§ **Texte fourni**:

En 2011, surgissait dans un panorama éditorial assez frileux vis-à-vis du numérique, un acteur pour le moins disruptif. Delitoon voyait le jour, plateforme de lecture de webtoon, le phénomène coréen aujourd’hui incontournable. Cet héritier du manhwa connaissait un fort essor, mails il fallait avoir une vision — ou un grain de folie…

Forever Wolf, sur Delitoon
Neuf années plus tard, Didier Borg, ancien éditeur de Casterman et fondateur de Delitoon, quitte la présidence de la structure. Un groupe coréen a repris la majeure partie du capital, comme prévu, et l’entrepreneur se tourne vers de nouveaux horizons. Aujourd’hui, Delitoon est totalement alimentée par des œuvres venues d’Asie, de Corée, du Japon ou de Chine — et pourtant, le webtoon est devenu un format mondial.
20 millions € en 2020... rêveur ?

§ **Matériel fourni**:
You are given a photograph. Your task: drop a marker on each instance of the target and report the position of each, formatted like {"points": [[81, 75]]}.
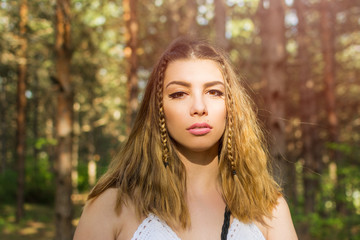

§ **Objectifs**:
1. Dans le texte sur Delitoon, qui a fondé la plateforme ?
2. Reprenez le texte sur Delitoon après sa dernière phrase et poursuivez-le.
Ce matériel n'a aucun rapport avec le texte.

§ **Les réponses**:
1. Didier Borg, ancien éditeur de Casterman.

2.
« La société compte 1 million d’utilisateurs inscrits, payants ou non. Le chiffre d’affaires se situe entre… 5 et 10 millions € pour 2019 », nous indique-t-il. Large fourchette, certes, mais le prévisionnel de 2020 donne d’autres indicateurs : entre 10 et 20 millions €. « Quand je me suis intéressé à ce secteur, en 2008, il ne pesait rien : aujourd’hui, il représente 1 milliard € en Asie — concentré principalement sur la Corée. »
Du flair ? Possible. « Tout se passe par micropaiements, sans abonnement, avec des utilisateurs fidèles qui dépensent plus de 500 € par an », poursuit Didier Borg. En somme, le modèle a démontré sa viabilité — alors même qu’un projet 100 % numérique faisait peur.
Aujourd’hui, le webtoon prend de l’ampleur : le géant américain Crunchyroll a annoncé sa collaboration avec la plateforme Webtoon pour la production de nouveaux animés à partir des œuvres.
À la conquête du monde
Partout en Asie — y compris en Indonésie, au Vietnam, à Singapour — on retrouve des webtoons. « Mon point de départ, c’est de considérer que la prochaine étape ne sera pas basée sur les plateformes. Elles existent, fonctionnent : en monter une nouvelle ne serait pas judicieux. En revanche, tout est dans la création. Et je suis intimement persuadé que l’une des réponses aux problématiques économiques des auteurs passerait par le webtoon. »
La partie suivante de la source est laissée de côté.